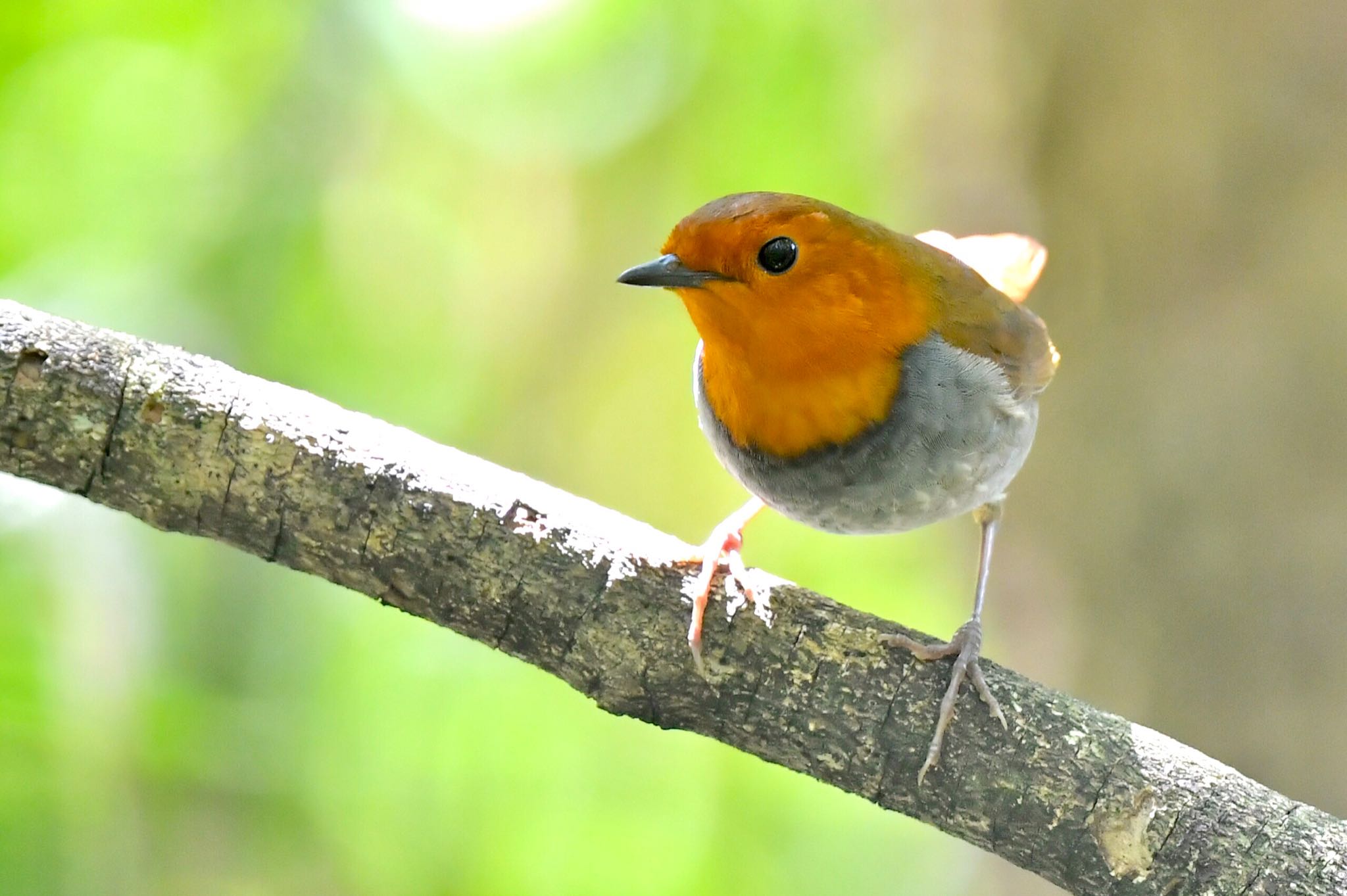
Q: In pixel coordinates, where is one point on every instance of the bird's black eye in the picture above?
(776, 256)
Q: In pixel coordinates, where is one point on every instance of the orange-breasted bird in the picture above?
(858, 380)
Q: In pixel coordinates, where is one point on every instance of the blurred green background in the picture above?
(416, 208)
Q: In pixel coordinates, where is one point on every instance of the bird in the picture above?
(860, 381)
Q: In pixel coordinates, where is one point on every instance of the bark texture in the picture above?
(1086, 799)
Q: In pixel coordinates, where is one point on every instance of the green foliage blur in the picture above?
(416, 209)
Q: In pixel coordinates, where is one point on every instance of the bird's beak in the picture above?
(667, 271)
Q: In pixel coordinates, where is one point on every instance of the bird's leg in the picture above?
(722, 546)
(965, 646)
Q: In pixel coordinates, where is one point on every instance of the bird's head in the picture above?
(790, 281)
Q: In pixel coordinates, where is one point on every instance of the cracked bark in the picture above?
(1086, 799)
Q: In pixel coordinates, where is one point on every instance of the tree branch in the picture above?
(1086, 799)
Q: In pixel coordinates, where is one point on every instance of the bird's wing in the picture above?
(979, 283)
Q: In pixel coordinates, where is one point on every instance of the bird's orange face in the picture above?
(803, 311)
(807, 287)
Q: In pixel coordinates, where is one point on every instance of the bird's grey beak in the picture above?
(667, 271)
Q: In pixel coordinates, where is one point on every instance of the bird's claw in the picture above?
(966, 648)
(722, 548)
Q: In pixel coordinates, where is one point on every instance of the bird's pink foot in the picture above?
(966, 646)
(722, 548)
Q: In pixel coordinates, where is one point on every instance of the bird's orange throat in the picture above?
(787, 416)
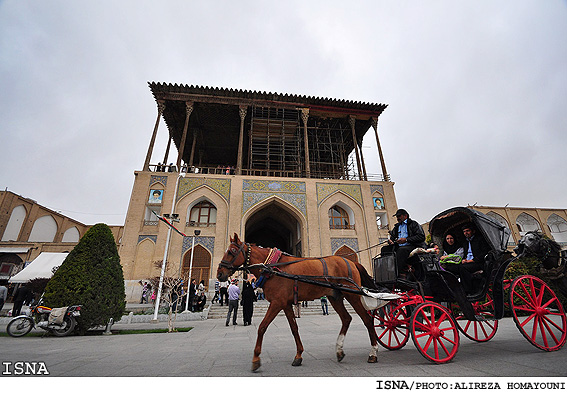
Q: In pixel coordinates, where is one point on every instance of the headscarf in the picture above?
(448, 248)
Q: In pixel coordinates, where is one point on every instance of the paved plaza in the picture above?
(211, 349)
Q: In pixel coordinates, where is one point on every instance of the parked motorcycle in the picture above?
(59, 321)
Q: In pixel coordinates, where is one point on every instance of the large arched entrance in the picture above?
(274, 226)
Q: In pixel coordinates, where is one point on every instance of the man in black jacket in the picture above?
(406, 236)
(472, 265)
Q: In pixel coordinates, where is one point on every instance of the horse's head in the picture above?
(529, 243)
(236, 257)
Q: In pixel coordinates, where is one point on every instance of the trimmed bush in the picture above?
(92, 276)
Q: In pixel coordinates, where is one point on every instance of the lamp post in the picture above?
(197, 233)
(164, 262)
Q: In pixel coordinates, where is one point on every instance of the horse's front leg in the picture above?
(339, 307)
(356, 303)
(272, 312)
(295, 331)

************

**Instructions to follow:** Rewrite all of the data above with every "one point" swapped for "a single point" and nothing else changed. Omit the pictures from your answer.

**Correct output:**
Q: In pixel coordinates, where is a single point on every instance of the bird's black eye in the picture above?
(776, 256)
Q: In pixel coordinates, where is a single point on every instance of the orange-breasted bird in the picture above?
(858, 380)
Q: In pixel coordinates, where is a single point on every instance of the blurred green background in the picture above?
(416, 208)
Q: In pixel coordinates, where is a single point on every instance of the bird in the picture above?
(860, 381)
Q: In pixel coordinates, where is a single point on every instance of the bark texture in the picture above?
(1086, 799)
Q: In pixel coordinates, where is a single point on every instance of the green foliage blur in the picture above?
(416, 209)
Q: In pixel coordinates, where is a single point on every instance of the bird's beak in the picture above?
(667, 271)
Q: In pixel coordinates, where is a single point on every instance of the bird's leg in the picture above?
(722, 546)
(965, 646)
Q: In pixel coordinates, where is a single point on every instance of the bird's head in the picture above?
(790, 281)
Q: In pixel coordinates, where is a single point on every instance of the cracked bark in the picture above?
(1086, 799)
Q: In pixel coordinates, where is a single point on every instance of the tree branch in the picture above?
(1086, 799)
Q: In pixel coordinates, where is a single point on every instance of the bird's wing in the picture above?
(979, 283)
Q: In pixel coordinates, where is a single point on every instance of the bird's orange face in the picture above?
(803, 311)
(807, 287)
Q: In pixel coordinates, where is a single point on every instance of the bird's grey beak in the picture above?
(667, 271)
Q: In pixel coordinates, where is a single point on every instance of the bird's claw in the picture above?
(966, 648)
(722, 548)
Q: In pixel coordinates, where is a single point on every instance of the bird's pink foot in the picture above?
(966, 646)
(722, 548)
Q: In pixel coordinates, where is a single point on every instance of the bird's orange throat in the picture above?
(787, 416)
Q: In pixel coordinates, where is a single point on every instance of the headscarf in the picture above?
(448, 248)
Q: In pixel coordinates, where is a single point on every instance of the paved plaza in the picture above?
(211, 349)
Q: In pixel coordinates, where is a single point on every instance of the parked motorcycle in the picture above?
(59, 321)
Q: In pixel coordinates, where is a single point on every instance of the large arched entrance in the picture above?
(274, 226)
Q: In pixel coordinates, where is a single point on every instance of the man in black jacket in the picture above?
(406, 236)
(472, 265)
Q: In pixel coordinates, where is a single point on every instance of the horse's head in the picture above?
(529, 243)
(236, 257)
Q: In pixel coordinates, where is a single point on every instance of the trimmed bush in the picture above?
(92, 276)
Q: In pixel coordinates, where is a single point on every instance of the lamp post in the picture above?
(197, 233)
(164, 262)
Q: In pixel coordinates, where is a single point on every instance of the horse's front leg in the picture above?
(339, 307)
(356, 303)
(272, 312)
(295, 331)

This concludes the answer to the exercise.